BRIEF
Repeat, exactly as written, the line containing "Format the result" and each line after it through the end of the data.

[Saved entries]

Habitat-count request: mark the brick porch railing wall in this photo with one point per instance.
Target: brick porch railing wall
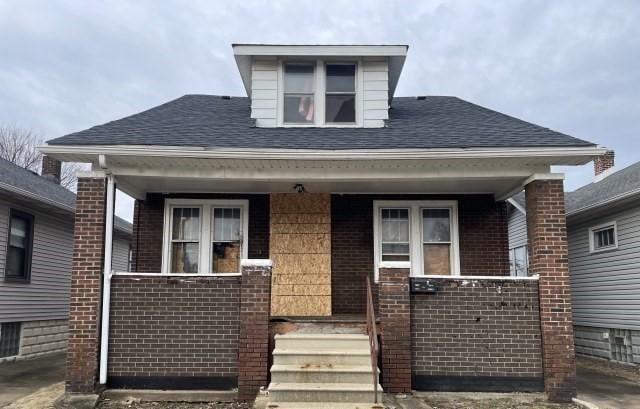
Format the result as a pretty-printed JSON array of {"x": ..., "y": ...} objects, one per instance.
[
  {"x": 254, "y": 330},
  {"x": 547, "y": 234},
  {"x": 477, "y": 335},
  {"x": 84, "y": 302},
  {"x": 395, "y": 324},
  {"x": 174, "y": 332}
]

OUTPUT FOR THIS EXERCISE
Format the result as a pretty-printed JSON array of {"x": ..., "y": ...} objects, one per instance.
[
  {"x": 254, "y": 330},
  {"x": 547, "y": 234},
  {"x": 477, "y": 335},
  {"x": 84, "y": 302},
  {"x": 395, "y": 324},
  {"x": 174, "y": 332}
]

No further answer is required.